Input ▸
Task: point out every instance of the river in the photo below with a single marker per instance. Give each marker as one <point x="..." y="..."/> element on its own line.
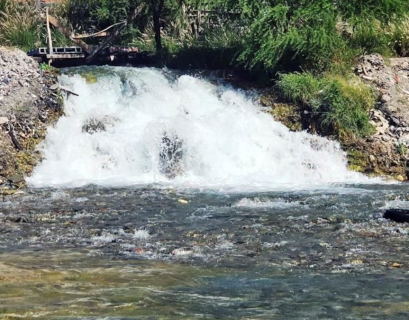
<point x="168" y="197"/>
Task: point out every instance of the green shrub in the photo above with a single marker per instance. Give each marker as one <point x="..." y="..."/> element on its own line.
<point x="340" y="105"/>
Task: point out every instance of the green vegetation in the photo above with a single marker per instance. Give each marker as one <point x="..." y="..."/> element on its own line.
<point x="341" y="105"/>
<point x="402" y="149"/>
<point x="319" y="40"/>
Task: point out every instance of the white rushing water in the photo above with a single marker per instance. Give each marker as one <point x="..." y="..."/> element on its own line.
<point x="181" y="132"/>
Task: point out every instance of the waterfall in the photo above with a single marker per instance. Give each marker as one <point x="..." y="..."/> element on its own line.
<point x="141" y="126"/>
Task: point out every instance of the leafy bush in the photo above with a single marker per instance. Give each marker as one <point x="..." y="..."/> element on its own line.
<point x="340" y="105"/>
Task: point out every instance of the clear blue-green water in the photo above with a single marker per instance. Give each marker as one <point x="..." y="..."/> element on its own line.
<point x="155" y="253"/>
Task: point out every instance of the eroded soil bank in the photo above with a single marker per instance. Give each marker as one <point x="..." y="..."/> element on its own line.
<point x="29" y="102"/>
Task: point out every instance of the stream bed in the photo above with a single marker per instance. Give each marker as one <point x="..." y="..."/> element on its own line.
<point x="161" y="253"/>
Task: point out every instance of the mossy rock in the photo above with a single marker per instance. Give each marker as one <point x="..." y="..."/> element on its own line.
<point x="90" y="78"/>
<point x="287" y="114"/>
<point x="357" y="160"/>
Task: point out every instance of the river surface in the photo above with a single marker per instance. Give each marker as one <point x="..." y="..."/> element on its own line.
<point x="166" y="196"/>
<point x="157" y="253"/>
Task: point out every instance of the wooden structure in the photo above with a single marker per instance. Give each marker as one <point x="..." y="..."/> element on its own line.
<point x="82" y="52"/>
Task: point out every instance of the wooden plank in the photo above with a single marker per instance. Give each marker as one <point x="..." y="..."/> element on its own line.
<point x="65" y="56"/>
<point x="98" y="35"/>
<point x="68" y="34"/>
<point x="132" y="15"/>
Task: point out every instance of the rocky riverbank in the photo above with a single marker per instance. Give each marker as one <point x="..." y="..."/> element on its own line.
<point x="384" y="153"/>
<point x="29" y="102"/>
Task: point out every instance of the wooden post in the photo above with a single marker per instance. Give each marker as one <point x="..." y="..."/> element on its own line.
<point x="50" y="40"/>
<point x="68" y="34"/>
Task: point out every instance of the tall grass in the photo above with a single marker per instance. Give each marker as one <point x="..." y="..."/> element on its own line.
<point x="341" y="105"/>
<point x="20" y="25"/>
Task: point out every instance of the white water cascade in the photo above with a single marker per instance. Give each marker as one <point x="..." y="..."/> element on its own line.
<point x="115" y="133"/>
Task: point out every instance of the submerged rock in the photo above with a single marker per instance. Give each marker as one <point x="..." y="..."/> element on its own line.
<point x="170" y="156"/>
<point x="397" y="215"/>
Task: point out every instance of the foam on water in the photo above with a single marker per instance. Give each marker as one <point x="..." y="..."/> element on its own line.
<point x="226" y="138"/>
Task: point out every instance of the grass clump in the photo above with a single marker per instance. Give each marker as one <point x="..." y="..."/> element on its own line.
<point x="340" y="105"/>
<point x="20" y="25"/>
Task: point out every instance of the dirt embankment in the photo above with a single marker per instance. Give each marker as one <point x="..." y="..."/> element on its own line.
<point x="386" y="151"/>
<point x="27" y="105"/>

The problem ▸ Quote the data above in full, leaving out the pictures it holds.

Correct response ▸
Task: point out every instance of the river in the photo below with a single marker per instance. Give each marker as one <point x="..." y="..."/> element on its own line.
<point x="168" y="197"/>
Task: point out every instance of the green shrub in the photo above with a single marker per instance. Give each marker as one <point x="..." y="..."/> element on its own line.
<point x="340" y="105"/>
Task: point out every instance of the green vegetation in the photo above with a single marker per instance. Give each marker as one <point x="..." y="..."/> element on its own line.
<point x="341" y="105"/>
<point x="402" y="149"/>
<point x="319" y="40"/>
Task: point out every instance of the white rushing water in the photo above with a single marker per instance. Give each marker as one <point x="..." y="..."/> element on its own line.
<point x="181" y="132"/>
Task: point out every instance of the waterfall in the photo above with a single marker per instance. Give each marker as one <point x="..." y="..."/> element on its own line.
<point x="141" y="126"/>
Task: point out every instance of the leafy bush in the photo above with a single marker per instance. Give each marker as one <point x="..." y="..."/> element on its own line.
<point x="340" y="105"/>
Task: point out every instance of the clear blue-green water in the photo above with a single marker per instance. Give each marker as one <point x="..." y="..."/> element on its own line.
<point x="155" y="253"/>
Task: point out every instance of the eroded soil bank in the photo above with a single marker per instance. Give each marker as one <point x="..." y="..."/> element on its own line.
<point x="29" y="102"/>
Task: point out every instance of the stream bed in the photo above with a single marker per instance. Give each marker as one <point x="..." y="..."/> element on its own line.
<point x="161" y="253"/>
Task: point out every instance of the mossy rock in the photo above with a single marker per instance. Give each marker as one <point x="..." y="..."/> element on its own line.
<point x="90" y="78"/>
<point x="287" y="114"/>
<point x="357" y="160"/>
Task: point out every instance of the river surface in the photo above with a single marker per instance. Give each marker as one <point x="..." y="..."/> element on its own line.
<point x="166" y="196"/>
<point x="157" y="253"/>
Task: point out every instance of the wooden structure in the photo above with a single marker per instance. Give each marker as one <point x="..." y="..."/> element on its own line.
<point x="82" y="52"/>
Task: point out every instance of the wooden plank in the photo above with a single marker per instance. Give each marker as one <point x="..." y="..."/> element on its own line.
<point x="65" y="56"/>
<point x="98" y="35"/>
<point x="68" y="34"/>
<point x="132" y="15"/>
Task: point out every instance of the rocky riverbank in the photo above with a single marker per instance. Give each marker as one <point x="..." y="..."/> element on its own line.
<point x="384" y="153"/>
<point x="29" y="102"/>
Task: point out every instance of the wooden post in the photo above with a single marker per instance. Give each marker as one <point x="..." y="..."/> element on its own line.
<point x="50" y="40"/>
<point x="68" y="34"/>
Task: point out every instance of the tall grass in the photo above with a single marker per instance. Give each marker as one <point x="..." y="..."/> element on its own line.
<point x="341" y="105"/>
<point x="20" y="25"/>
Task: point out every instance of the white water cascade in the photo above with a single marker per instance. Give each marker as one <point x="..." y="..."/> element on its own line.
<point x="115" y="133"/>
Task: point out every instance of the submerged rock in the photo above with a single marker per instance. Give each marker as one <point x="..." y="..."/> element on its own line.
<point x="170" y="156"/>
<point x="397" y="215"/>
Task: point out every instance of the foam on water in the photo above with a single marker per instance. Give each marker as one <point x="..." y="..."/> element on its own line.
<point x="226" y="138"/>
Task: point out every instance of the grass clump in the photo above with a single marker per instance. Give each marker as one <point x="..." y="..."/> element on its own line.
<point x="340" y="105"/>
<point x="20" y="25"/>
Task: point out every instance of the dirt embankment in the photo above with a single marker per instance. Give each marker as one <point x="..." y="..."/> element on its own line.
<point x="386" y="151"/>
<point x="27" y="105"/>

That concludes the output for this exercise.